***** Given information *****

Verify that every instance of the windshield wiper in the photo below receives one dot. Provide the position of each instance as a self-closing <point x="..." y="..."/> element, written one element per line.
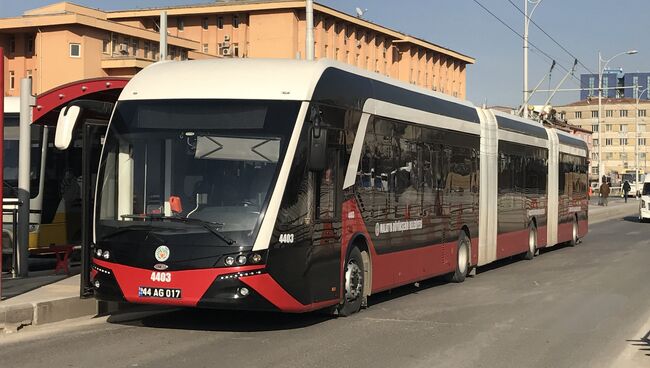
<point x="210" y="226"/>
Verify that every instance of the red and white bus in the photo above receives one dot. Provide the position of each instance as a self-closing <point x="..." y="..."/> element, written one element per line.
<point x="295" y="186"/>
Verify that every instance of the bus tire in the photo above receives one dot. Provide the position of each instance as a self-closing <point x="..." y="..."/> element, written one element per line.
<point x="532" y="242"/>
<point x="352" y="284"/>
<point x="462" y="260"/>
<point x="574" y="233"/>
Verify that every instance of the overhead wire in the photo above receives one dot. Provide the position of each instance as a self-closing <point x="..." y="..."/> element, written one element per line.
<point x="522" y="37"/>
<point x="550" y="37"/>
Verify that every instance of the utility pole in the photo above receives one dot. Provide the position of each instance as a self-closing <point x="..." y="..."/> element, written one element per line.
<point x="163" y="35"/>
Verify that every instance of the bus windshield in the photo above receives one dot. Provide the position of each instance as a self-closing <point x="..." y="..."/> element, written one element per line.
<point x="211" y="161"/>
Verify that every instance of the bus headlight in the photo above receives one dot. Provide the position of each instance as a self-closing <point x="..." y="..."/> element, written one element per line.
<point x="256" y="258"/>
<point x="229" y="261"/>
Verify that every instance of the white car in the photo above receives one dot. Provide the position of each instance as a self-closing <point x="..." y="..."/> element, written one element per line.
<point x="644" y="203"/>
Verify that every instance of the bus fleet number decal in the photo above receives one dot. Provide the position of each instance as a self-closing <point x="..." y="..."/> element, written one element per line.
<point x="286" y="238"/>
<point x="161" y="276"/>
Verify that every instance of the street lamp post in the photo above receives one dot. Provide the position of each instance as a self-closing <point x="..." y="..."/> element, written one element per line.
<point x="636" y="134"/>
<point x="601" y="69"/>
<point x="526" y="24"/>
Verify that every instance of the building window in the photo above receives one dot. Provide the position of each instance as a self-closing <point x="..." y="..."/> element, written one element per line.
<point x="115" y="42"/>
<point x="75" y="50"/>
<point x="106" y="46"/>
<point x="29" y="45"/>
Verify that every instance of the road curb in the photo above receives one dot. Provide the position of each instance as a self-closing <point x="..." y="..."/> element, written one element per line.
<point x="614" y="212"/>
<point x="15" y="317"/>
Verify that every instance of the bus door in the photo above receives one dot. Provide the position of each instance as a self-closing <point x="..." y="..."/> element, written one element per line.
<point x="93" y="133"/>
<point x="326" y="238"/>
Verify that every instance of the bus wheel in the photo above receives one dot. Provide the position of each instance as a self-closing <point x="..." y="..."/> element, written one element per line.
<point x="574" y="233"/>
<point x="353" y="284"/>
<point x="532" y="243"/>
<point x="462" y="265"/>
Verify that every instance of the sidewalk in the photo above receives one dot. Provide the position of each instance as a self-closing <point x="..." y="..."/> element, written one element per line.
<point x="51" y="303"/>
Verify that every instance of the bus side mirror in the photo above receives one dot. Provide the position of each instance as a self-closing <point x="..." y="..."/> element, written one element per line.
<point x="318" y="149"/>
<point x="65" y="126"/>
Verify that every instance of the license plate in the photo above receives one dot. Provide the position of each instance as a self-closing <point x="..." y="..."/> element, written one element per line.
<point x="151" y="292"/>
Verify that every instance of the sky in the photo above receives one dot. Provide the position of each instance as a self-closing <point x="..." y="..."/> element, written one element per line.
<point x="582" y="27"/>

*****
***** Given information *****

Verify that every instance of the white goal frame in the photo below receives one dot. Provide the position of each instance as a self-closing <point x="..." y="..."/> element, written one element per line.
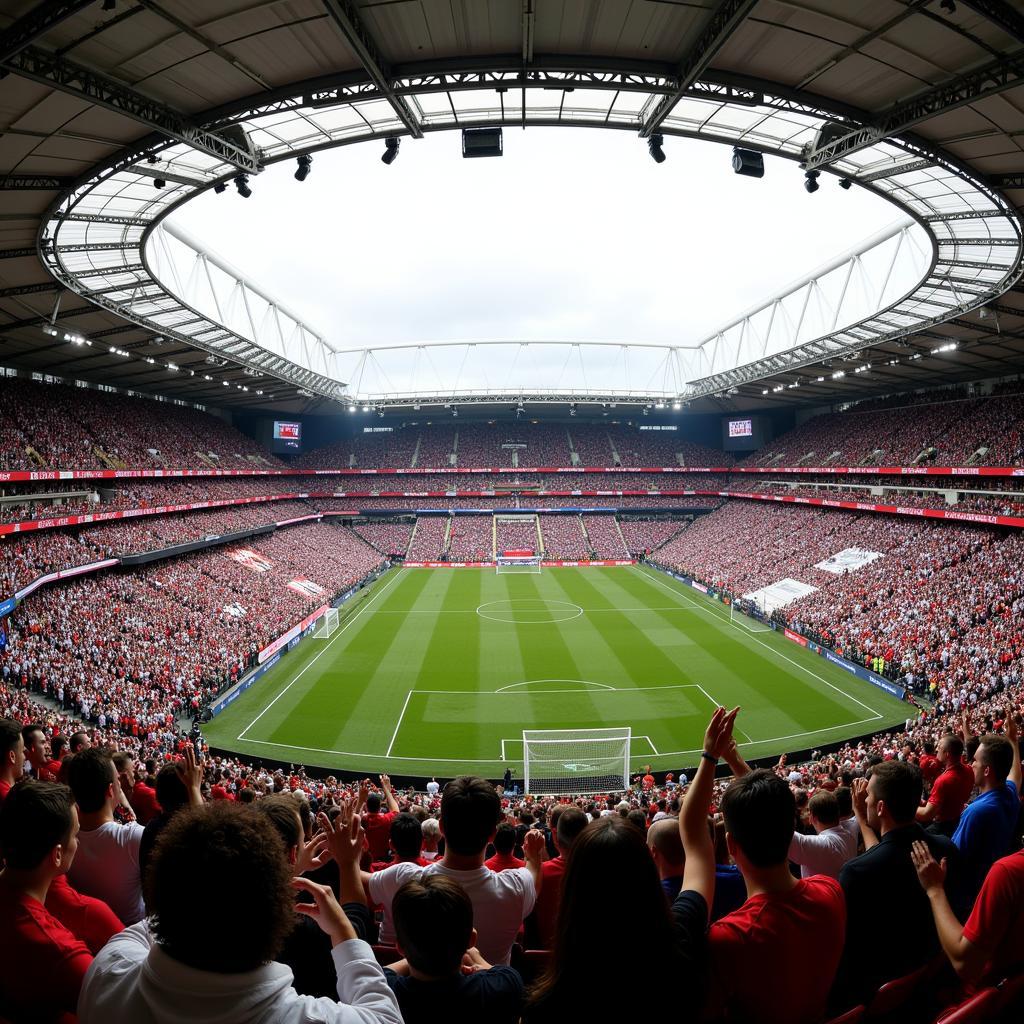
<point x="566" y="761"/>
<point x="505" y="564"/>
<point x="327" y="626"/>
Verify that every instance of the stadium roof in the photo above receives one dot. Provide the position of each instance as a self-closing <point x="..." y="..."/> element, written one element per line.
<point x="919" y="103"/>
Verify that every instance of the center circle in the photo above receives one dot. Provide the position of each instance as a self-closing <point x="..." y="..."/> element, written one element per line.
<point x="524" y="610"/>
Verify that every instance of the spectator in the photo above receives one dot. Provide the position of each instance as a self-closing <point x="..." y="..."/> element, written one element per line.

*****
***** Given information *****

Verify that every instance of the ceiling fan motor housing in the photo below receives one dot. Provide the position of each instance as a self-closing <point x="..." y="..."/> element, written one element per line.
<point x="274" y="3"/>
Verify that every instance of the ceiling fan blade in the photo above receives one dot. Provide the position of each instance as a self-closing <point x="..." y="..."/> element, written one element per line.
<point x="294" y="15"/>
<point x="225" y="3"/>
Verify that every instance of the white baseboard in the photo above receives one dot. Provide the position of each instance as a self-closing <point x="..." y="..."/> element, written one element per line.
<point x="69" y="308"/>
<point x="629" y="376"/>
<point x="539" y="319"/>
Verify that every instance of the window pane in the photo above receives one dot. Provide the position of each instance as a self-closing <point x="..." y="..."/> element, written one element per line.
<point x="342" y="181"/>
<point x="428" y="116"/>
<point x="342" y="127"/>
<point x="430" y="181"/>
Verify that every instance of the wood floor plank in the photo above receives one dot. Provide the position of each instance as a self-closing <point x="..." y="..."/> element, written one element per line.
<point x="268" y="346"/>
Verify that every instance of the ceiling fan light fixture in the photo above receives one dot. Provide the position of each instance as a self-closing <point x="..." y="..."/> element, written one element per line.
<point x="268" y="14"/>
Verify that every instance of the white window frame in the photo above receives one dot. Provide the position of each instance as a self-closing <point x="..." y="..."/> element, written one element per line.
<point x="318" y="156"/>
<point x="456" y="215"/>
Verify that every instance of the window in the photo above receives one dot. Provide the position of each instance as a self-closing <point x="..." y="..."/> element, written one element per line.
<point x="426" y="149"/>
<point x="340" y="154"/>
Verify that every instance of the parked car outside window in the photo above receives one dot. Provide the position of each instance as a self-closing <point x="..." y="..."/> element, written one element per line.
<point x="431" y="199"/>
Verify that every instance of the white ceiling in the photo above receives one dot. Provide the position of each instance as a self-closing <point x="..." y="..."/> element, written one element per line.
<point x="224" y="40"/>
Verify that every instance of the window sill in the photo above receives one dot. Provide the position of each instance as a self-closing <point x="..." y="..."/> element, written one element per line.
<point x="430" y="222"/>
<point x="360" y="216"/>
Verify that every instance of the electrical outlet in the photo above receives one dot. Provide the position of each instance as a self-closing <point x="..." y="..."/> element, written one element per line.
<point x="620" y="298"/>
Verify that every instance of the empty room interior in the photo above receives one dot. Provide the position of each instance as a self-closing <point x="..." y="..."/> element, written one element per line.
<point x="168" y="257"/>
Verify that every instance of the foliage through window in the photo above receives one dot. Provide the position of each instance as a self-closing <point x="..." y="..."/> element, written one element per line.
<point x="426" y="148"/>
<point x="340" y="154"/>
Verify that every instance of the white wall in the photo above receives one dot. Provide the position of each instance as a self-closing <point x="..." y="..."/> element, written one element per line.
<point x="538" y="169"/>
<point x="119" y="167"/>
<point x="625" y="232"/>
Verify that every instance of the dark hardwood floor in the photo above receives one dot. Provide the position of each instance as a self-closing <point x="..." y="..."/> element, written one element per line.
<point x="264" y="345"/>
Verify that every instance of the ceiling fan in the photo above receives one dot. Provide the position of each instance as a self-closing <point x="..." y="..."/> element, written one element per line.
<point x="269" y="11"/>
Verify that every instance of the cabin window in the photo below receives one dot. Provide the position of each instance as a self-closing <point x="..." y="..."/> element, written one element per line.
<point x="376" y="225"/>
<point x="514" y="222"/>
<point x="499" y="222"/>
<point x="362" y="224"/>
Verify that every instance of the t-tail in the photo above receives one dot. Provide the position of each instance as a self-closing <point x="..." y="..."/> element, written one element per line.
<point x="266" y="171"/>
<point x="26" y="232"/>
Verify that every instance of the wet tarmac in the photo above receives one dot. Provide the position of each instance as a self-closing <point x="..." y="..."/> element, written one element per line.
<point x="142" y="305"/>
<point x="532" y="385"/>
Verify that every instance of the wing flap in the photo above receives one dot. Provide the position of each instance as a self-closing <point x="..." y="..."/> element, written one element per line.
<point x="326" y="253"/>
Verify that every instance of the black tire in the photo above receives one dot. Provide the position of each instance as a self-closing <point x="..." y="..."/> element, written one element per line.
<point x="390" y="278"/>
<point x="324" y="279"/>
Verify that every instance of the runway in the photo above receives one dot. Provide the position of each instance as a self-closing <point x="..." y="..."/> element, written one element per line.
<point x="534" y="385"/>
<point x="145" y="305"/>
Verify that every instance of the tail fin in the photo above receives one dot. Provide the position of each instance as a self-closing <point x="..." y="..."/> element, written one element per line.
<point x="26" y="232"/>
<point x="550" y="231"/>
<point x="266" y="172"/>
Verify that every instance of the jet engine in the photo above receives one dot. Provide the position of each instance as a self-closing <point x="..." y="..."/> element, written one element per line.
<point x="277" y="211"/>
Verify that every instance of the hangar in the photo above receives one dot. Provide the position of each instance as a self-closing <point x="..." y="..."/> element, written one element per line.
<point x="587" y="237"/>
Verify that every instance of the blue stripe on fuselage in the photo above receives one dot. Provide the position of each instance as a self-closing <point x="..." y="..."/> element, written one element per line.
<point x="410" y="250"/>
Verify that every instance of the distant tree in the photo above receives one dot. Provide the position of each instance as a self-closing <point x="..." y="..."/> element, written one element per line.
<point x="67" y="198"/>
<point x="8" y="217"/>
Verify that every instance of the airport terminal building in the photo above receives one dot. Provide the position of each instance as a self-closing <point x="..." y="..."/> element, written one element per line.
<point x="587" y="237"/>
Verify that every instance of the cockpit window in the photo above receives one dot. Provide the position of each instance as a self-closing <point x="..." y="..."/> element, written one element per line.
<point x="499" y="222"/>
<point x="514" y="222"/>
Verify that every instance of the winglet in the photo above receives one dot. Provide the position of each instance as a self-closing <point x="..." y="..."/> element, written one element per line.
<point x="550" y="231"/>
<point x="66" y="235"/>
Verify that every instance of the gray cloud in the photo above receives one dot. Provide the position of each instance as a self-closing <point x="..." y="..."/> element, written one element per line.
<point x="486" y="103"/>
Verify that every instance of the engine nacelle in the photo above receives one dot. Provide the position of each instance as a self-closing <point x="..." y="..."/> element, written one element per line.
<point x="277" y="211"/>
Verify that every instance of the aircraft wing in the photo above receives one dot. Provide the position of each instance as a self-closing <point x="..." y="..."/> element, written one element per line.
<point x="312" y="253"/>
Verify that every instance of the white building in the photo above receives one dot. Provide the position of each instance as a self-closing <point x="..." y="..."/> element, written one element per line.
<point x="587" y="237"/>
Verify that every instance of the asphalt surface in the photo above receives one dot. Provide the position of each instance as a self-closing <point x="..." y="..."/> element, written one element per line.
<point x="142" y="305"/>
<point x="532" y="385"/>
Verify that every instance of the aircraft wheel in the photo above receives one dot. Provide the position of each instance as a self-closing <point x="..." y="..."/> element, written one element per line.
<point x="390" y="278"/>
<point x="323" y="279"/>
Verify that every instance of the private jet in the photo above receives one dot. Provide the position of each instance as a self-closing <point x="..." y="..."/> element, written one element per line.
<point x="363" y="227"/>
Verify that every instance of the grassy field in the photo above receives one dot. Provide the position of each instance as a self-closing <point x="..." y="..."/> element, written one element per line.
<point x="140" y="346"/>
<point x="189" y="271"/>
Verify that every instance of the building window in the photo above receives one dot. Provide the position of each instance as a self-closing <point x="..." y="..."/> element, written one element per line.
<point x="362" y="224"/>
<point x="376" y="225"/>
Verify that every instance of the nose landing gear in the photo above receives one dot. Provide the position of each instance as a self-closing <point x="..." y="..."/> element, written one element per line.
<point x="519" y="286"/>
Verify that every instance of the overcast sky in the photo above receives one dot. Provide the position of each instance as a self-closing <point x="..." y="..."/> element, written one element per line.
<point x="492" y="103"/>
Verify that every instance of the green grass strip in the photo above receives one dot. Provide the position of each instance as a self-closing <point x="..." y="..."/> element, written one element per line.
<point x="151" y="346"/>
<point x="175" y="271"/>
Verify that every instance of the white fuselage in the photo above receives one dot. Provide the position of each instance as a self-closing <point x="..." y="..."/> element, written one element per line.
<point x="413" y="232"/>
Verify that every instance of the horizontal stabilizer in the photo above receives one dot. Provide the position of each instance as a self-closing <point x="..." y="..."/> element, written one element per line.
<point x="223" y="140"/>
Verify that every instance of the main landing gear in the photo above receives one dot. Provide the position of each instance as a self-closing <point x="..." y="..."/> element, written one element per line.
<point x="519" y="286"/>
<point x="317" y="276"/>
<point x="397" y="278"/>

*****

The problem: Return each line of the data above that contains the string "wheel". Treat uppercase and lowercase as different.

Output of the exercise:
Verify that every instance of the bus wheel in the photo above receives one dot. Provide the position of each instance as a self-closing <point x="..." y="..."/> element, written one element per line.
Verify that every instance of the aircraft wheel in the photo above receives one dot. Provide the position of each instance as a self-closing <point x="..." y="..."/> element, written one element per line.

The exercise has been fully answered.